━━━ ИСХОДНЫЙ ТЕКСТ ━━━

«Живой» — «Сеансу» отвечают…
Лидия Маслова
«Наши мертвые нас не оставят в беде», — пелось в одной песне Владимира Высоцкого. В общем, об этом снял фильм Александр Велединский — о том, что от мертвых иногда чувствуешь больше тепла, поддержки и дружеского участия, чем от живых, и любимые покойники более реальны для тебя, чем многие номинально «живущие» окружающие. А как именно погибли твои мертвецы, в данном случае не имеет значения — на чеченской войне, защищая Белый дом или переходя улицу в нетрезвом виде.
Андрей Шемякин
Фильм Александра Велединского вне игры, вне конъюнктуры, сколь угодно талантливой. Он про поколение «мертвых по прибытии», которого уже нет, хотя эти мальчишки только сейчас начинают возвращаться с войны, и на них возлагаются разного рода преступные надежды, в том числе политические. Для меня это — новое «Покаяние», где-то ерническое — чтобы поверили рассказу, где-то прямолинейное — чтоб дошел смысл. А где-то запредельно серьезное, чтобы напомнить соотечественникам: уже и путинские свинцовые времена практически позади, а жить в России — некому.
Екатерина Тарханова
Александр Велединский так и не выбрал между кино и литературой. Каждый отдельный эпизод «Живого» вполне можно смотреть, но между собой они связаны некинематографично, вытекая не из целостности всего показанного, а из той или иной специально обозначенной части. Как в «Русском» спустя время помнится лишь эпизод с пьяной фронтовичкой, так из «Живого» останется, вероятно, парочка блестящих сцен с привидениями или когда поп бежал за бомжом. Или что-то еще. Но большая часть блестяще придуманной фабулы пропала даром — из-за неуместной Чечни, навязанной метафизики, пошлой морали. Такое впечатление, что Велединский сам себя не знает. Он, видно, легкий человек, а пытается быть провидцем.

━━━ РАЗДЕЛ ДАННЫХ ━━━

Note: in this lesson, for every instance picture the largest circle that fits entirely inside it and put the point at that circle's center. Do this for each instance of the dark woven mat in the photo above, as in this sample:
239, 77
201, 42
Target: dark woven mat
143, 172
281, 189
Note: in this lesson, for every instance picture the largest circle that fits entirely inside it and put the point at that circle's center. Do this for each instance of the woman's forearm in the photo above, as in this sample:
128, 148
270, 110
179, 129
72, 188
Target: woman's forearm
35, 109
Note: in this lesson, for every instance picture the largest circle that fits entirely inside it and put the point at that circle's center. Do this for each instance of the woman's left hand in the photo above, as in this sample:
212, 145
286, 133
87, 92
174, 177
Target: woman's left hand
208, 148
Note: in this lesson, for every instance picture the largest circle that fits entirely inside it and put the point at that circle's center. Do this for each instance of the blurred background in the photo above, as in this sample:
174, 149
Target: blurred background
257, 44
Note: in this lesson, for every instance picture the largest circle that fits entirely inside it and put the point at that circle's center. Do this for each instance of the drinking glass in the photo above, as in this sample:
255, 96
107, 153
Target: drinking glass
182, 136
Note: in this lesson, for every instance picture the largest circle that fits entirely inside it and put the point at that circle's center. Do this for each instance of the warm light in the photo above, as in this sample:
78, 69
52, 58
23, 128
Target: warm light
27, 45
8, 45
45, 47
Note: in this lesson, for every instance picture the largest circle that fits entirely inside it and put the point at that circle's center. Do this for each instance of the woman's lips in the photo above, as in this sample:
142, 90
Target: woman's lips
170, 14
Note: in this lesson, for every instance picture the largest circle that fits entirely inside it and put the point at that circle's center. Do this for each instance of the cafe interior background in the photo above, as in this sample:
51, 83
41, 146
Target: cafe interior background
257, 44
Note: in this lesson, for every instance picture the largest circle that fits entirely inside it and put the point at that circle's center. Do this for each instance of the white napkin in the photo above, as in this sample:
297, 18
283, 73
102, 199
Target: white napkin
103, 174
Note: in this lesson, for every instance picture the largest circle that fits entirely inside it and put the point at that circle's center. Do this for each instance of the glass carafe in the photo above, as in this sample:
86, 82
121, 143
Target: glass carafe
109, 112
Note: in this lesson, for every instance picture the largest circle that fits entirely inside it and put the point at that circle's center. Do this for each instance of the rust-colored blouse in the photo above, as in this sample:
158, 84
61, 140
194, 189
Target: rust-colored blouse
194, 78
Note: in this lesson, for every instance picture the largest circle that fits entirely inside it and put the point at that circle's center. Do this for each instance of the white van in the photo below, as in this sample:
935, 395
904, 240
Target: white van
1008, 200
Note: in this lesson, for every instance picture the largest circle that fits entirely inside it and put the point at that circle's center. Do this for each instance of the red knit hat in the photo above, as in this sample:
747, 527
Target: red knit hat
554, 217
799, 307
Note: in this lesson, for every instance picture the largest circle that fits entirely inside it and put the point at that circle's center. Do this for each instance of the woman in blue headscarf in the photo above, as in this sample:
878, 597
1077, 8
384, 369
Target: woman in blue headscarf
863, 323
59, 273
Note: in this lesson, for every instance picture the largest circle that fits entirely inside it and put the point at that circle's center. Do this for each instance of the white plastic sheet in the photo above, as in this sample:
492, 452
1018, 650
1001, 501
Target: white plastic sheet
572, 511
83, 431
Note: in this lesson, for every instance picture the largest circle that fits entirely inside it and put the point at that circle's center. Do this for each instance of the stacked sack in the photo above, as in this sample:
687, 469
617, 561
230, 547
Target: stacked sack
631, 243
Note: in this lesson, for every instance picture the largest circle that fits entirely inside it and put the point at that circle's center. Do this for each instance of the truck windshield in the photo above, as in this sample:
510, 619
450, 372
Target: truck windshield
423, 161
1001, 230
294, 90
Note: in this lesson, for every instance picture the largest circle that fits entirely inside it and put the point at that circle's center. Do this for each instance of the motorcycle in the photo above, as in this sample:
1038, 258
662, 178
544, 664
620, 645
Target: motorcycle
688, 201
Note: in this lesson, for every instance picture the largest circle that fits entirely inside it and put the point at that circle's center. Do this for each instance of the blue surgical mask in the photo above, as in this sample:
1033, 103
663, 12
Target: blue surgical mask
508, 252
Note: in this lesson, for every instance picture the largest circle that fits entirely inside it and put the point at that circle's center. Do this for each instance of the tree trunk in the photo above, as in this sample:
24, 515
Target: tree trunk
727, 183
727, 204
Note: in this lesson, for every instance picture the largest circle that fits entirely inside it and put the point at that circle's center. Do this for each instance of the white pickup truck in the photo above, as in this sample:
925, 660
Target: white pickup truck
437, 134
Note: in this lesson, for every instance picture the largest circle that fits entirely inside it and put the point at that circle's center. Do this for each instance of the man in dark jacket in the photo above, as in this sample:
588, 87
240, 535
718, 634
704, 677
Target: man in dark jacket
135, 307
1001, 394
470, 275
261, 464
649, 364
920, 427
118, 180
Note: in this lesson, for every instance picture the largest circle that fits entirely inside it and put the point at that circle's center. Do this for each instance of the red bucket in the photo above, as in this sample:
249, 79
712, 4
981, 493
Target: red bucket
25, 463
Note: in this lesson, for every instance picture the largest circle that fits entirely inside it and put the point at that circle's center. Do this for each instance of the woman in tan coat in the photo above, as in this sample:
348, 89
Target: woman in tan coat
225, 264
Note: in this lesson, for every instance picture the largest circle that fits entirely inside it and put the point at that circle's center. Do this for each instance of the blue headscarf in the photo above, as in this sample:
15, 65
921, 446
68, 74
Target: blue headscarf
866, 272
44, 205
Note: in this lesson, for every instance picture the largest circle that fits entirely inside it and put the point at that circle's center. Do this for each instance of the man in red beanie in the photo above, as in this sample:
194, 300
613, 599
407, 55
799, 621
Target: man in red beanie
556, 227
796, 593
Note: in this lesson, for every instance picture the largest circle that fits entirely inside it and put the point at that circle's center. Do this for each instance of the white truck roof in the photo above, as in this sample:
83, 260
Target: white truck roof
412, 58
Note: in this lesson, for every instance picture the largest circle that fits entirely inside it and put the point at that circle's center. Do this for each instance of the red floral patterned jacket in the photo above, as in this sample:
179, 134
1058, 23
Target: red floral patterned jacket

━━━

*ПОРЯДОК РАБОТЫ*
**1)** Из чьей песни Лидия Маслова приводит строку в отзывах о фильме «Живой»?
**2)** По отзывам о фильме «Живой» объясните, зачем, по словам Андрея Шемякина, фильм местами ернический, а местами прямолинейный.
**3)** Продолжите отзывы о фильме «Живой», начав сразу после их последней фразы.
Данные не связаны с текстом.

*В ОТВЕТ*
**1)** Из песни Владимира Высоцкого.

**2)** По словам Шемякина, фильм местами ернический, чтобы зрители поверили рассказу, и местами прямолинейный, чтобы до них дошел смысл.

**3)**
Александр Трошин
В нашем кино уже возвращались опаленные войною из Чечни, уже предъявляли счета погрязшей в равнодушии и корысти тыловой жизни. Велединский идет проторенным маршрутом, разве что обновил его, углубил (во всяком случае, к этому стремился) изобретательным остранением: призраками двух погибших ребят, следующих за героем в его тыловых метаниях, пока того не собьет машина на ночном шоссе и он не станет таким же фантомом, как они. Ход сам по себе выразительный (хоть и его мировая драматургия знает), однако дал он картине не так много, как ожидалось. В середине фильма, исчерпавшись, он исчез, и осталось дальше тянуть историю «расчета с живыми» на одной лишь публицистической ярости. Впрочем, чтобы сорвать сиюминутные аплодисменты теперешнего молодого зала (где половина «там» была, а половина «туда» провожала или «туда» пойдет), этого достаточно. Но для искусства — маловато.
Елена Плахова
Попытка осознать то, что одни называют патриотическим подъемом, другие — милитаристско-религиозной истерикой. Велединский явно попал в точку, когда уже не скажешь «мне не больно» и не спрячешься за условное «ретро». Но что там болит, так и осталось неясно. Парни вернулись из Чечни в плохой мир, но был ли хорошим тот, предыдущий? Священник, адаптированный к молодежной культуре, — это идеал или карикатура? Если у чеченцев можно поучиться дружбе и братству, почему их надо мочить? А если не так, как иначе выражено в фильме отношение к этой конкретной войне? Прикоснувшись к ране и зафиксировав болевой синдром, Велединский не называет его причину, а заглушает раскатами попсы.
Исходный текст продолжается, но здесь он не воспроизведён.